Find every line in the material below that contains the string "shore" and copy each such line. Matching is case-sensitive.

** START OF MATERIAL FOR THE TASK **

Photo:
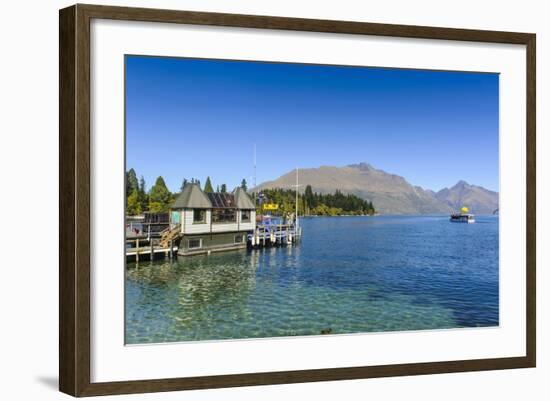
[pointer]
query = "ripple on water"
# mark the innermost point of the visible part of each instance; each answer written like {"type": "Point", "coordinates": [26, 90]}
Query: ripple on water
{"type": "Point", "coordinates": [348, 275]}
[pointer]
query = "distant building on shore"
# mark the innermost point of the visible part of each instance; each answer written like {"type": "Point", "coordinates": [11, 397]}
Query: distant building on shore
{"type": "Point", "coordinates": [212, 221]}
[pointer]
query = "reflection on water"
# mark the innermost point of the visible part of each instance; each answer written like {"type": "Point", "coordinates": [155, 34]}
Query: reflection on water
{"type": "Point", "coordinates": [348, 275]}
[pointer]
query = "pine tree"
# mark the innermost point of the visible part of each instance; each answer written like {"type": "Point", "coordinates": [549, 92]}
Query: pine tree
{"type": "Point", "coordinates": [133, 206]}
{"type": "Point", "coordinates": [142, 194]}
{"type": "Point", "coordinates": [208, 185]}
{"type": "Point", "coordinates": [160, 197]}
{"type": "Point", "coordinates": [131, 182]}
{"type": "Point", "coordinates": [183, 184]}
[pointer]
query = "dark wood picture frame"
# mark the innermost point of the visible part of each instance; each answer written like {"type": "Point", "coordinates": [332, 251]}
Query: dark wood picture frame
{"type": "Point", "coordinates": [74, 199]}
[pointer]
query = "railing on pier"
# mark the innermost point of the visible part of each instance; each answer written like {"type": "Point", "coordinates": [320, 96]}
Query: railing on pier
{"type": "Point", "coordinates": [150, 238]}
{"type": "Point", "coordinates": [274, 234]}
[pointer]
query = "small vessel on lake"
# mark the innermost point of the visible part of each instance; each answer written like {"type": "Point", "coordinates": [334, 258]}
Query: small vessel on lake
{"type": "Point", "coordinates": [463, 217]}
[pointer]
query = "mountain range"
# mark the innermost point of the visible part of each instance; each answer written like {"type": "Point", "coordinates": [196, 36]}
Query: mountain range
{"type": "Point", "coordinates": [390, 193]}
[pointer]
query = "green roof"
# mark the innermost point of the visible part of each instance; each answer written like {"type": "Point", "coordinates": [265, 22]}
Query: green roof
{"type": "Point", "coordinates": [192, 197]}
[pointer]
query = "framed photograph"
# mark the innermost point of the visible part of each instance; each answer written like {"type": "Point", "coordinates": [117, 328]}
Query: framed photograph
{"type": "Point", "coordinates": [250, 200]}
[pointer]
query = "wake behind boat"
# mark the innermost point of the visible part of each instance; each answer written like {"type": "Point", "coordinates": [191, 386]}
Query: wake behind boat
{"type": "Point", "coordinates": [463, 217]}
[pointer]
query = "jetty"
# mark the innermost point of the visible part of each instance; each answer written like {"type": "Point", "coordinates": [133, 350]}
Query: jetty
{"type": "Point", "coordinates": [150, 236]}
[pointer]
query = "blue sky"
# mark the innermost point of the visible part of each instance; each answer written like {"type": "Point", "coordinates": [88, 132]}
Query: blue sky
{"type": "Point", "coordinates": [193, 118]}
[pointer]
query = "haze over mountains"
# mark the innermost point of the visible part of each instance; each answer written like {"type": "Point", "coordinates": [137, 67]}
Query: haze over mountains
{"type": "Point", "coordinates": [390, 193]}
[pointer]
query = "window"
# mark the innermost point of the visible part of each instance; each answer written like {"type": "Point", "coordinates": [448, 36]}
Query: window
{"type": "Point", "coordinates": [194, 243]}
{"type": "Point", "coordinates": [199, 216]}
{"type": "Point", "coordinates": [224, 216]}
{"type": "Point", "coordinates": [245, 216]}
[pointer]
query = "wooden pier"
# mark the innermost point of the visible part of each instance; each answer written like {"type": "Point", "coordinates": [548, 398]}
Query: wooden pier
{"type": "Point", "coordinates": [153, 243]}
{"type": "Point", "coordinates": [274, 235]}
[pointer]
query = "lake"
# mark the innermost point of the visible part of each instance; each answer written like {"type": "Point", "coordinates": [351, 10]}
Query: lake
{"type": "Point", "coordinates": [347, 275]}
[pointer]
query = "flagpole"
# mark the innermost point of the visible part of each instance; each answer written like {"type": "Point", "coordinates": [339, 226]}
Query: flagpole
{"type": "Point", "coordinates": [296, 230]}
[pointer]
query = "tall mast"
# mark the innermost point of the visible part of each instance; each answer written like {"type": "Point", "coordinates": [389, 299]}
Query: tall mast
{"type": "Point", "coordinates": [254, 179]}
{"type": "Point", "coordinates": [296, 199]}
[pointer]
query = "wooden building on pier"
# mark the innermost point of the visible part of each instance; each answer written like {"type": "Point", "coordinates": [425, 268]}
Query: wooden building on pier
{"type": "Point", "coordinates": [205, 222]}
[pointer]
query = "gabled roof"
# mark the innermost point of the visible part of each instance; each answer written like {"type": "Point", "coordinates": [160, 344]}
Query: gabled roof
{"type": "Point", "coordinates": [192, 197]}
{"type": "Point", "coordinates": [242, 199]}
{"type": "Point", "coordinates": [221, 200]}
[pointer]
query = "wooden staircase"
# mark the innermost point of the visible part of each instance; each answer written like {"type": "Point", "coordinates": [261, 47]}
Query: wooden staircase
{"type": "Point", "coordinates": [170, 234]}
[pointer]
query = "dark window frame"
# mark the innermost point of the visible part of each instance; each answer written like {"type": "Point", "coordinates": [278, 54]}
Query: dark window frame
{"type": "Point", "coordinates": [217, 216]}
{"type": "Point", "coordinates": [194, 247]}
{"type": "Point", "coordinates": [249, 218]}
{"type": "Point", "coordinates": [201, 221]}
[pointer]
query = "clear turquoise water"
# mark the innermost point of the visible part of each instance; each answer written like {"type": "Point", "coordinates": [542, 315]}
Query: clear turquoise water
{"type": "Point", "coordinates": [348, 275]}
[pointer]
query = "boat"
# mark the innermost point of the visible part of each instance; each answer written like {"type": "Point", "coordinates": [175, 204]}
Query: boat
{"type": "Point", "coordinates": [463, 217]}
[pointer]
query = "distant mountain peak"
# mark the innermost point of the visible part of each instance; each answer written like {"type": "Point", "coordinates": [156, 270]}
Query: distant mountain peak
{"type": "Point", "coordinates": [461, 183]}
{"type": "Point", "coordinates": [362, 166]}
{"type": "Point", "coordinates": [390, 193]}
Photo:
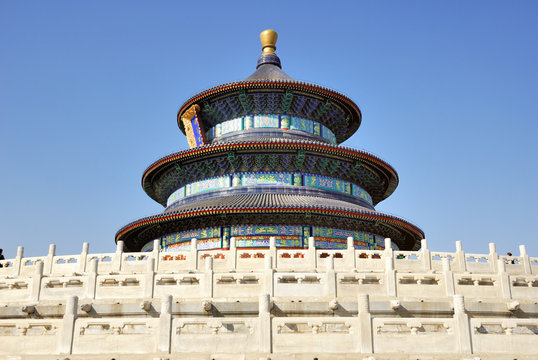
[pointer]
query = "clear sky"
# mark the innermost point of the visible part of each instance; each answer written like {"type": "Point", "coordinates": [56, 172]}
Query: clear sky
{"type": "Point", "coordinates": [89, 93]}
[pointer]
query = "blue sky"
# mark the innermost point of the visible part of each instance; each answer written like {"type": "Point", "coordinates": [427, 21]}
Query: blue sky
{"type": "Point", "coordinates": [89, 93]}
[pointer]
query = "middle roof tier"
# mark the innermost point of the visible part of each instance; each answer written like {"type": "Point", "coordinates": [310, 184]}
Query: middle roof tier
{"type": "Point", "coordinates": [367, 171]}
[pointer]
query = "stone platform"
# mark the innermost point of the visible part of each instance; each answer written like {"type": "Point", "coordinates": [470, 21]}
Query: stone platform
{"type": "Point", "coordinates": [270, 303]}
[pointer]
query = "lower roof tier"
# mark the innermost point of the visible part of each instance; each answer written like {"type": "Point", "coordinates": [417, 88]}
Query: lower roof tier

** END OF MATERIAL FOR THE TASK **

PROBLEM SOLUTION
query = "distant building on shore"
Query: distant building on shore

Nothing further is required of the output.